> _PROVIDED PASSAGE_:
********

Words From The Cross Need
Note: As we are in the Lenten Season of the Church calendar over the next few weeks I'd like to reflect on some of Jesus' Words from the Cross. This excerpt is from a sermon titled Need and is based on the phrase, "I thirst" - the fifth Word from the Cross found in John 19.28.Need

We need a new coffee maker. We've had it almost 9 years and it's starting to leak. We need to replace it because we use it practically every day, can't live without it. Needless to say, we are avid coffee drinkers. Not just Starbucks, either. We buy the flavored gourmet style beans: Mocha Almond Java, Chocolate Irish Cream, Vanilla Cookie Wafer. Coffee flavors are getting about as ridiculous as ice cream varieties. Double Peanut Butter Brickle Fudge Brownie. At any rate, we need a new coffee maker if we're going to continue this admittedly extreme habit.

What do you need? A new washer, dryer, refrigerator, furniture, carpets, curtains, car, trailer, apartment, house? Or are your needs less tangible, more qualitative? Like friendship, family, companionship, care, understanding, acceptance, love and forgiveness. These are basic needs, to be sure. Emotional and spiritual needs.

Yet for many in the world, there are physical needs which are even more basic. Items, events that we take for granted. A night free from bombing, a day released from terror, shelter, clothing, food and water. Millions of people live without these most basic needs. But not for long. Some survive, many do not.

Hmm. I guess by way of contrast we don't really need a coffee maker. We can live without it. You don't need a micro-wave, mini-blinds or a new mattress. Not that these things are wrong to have. Just realize they don't fall into the category of needs. Wants, wishes, or wise purchases, maybe, but not necessities. Strip away all the packaging and we begin to realize that there are actually very few things that humans need.

We mentioned a few already. Friendship, acceptance, forgiveness, meaning. Shelter, sleep, food, water. Basic human needs. Every person who has ever lived has acknowledge these necessities. It may or may not surprise you, then, that Jesus had needs - physical, emotional, and spiritual needs because he was completely human. Yes, completely divine as well. But don't let that throw you. Jesus knew what it meant to be stomach-grumbling-hungry, dog-tired and emotionally drained.

********

> _GIVEN INFORMATION_:
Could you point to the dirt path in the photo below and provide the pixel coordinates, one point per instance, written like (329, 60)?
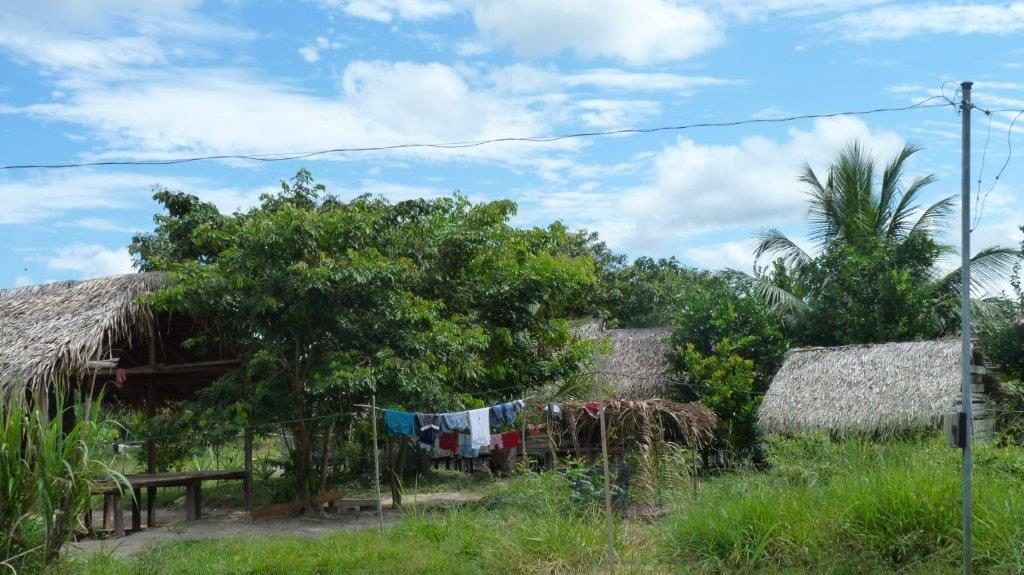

********

> _WORK INSTRUCTIONS_:
A. In the sermon excerpt on need, how long have they had the coffee maker that is starting to leak?
B. Decide whether each statement agrees with the sermon excerpt on need, answering yes or no and quoting the deciding words: (i) The phrase the sermon is built on is the fifth Word from the Cross in John 19.28. (ii) The coffee maker has to be replaced because it stopped brewing. (iii) The writer holds that humans need a great many things.
C. Carry on the sermon excerpt on need from its final sentence.

> _ANSWERS PER TASK_:
A. Almost 9 years.

B.
(i) Yes: "the fifth Word from the Cross found in John 19.28"
(ii) No: "it's starting to leak"
(iii) No: "there are actually very few things that humans need"

C.
And thirsty?! Jesus knew thirst. Probably the most fundamental ingredient in the recipe called survival. Water. H2O. Wet, refreshing, life-giving water. So important to our existence, it has become, for many, the symbol of life. To an alien race, water might even symbolize humanity. In one episode of "Star Trek, The Next Generation" (a science fiction TV series that used to rank in my top 5 need-to-watch list) humans were described as "ugly bags of mostly water." It's true. I don't know about the ugly part, but 70% of our body is water. A 5% loss results in fuzzy thinking, a 10% loss leads to death.

Jesus knew thirst. After a brutal beating and whipping which broke open the skin - that thin layered bag that holds our vital liquids inside - Jesus' body was an ugly mass of mostly water, blood-dripping, life-giving water. It's no wonder, then, that he speaks this 5th word from the cross. "I'm thirsty."

I'm thirsty. Has there ever been a more poignant statement of need - of human, physical need. It compliments, and may help explain, the word of anguish we heard last week, "My God, why have you forsaken me." While that 4th word from the cross spoke of spiritual alienation and abandonment due to the world's sin that Christ took upon himself, this phrase, "I am so thirsty," shouts out loud and clear that the divine Son of Man had needs.

Don't doubt it, friends. Jesus was fully human. Some early Christians, in order to protect Christ's divinity, were tempted to think of him as mere spirit in a phantom body. Some claimed that when he walked he never left any footprints. Balderdash. In John 8 we see him scrunch down and scribble in the dust. Can a phantom do that? No. Jesus had a body and it was subject to the bodily functions that mark us all. He ate, drank, burped, used the privy. He slept, cried, was tired, and was thirsty.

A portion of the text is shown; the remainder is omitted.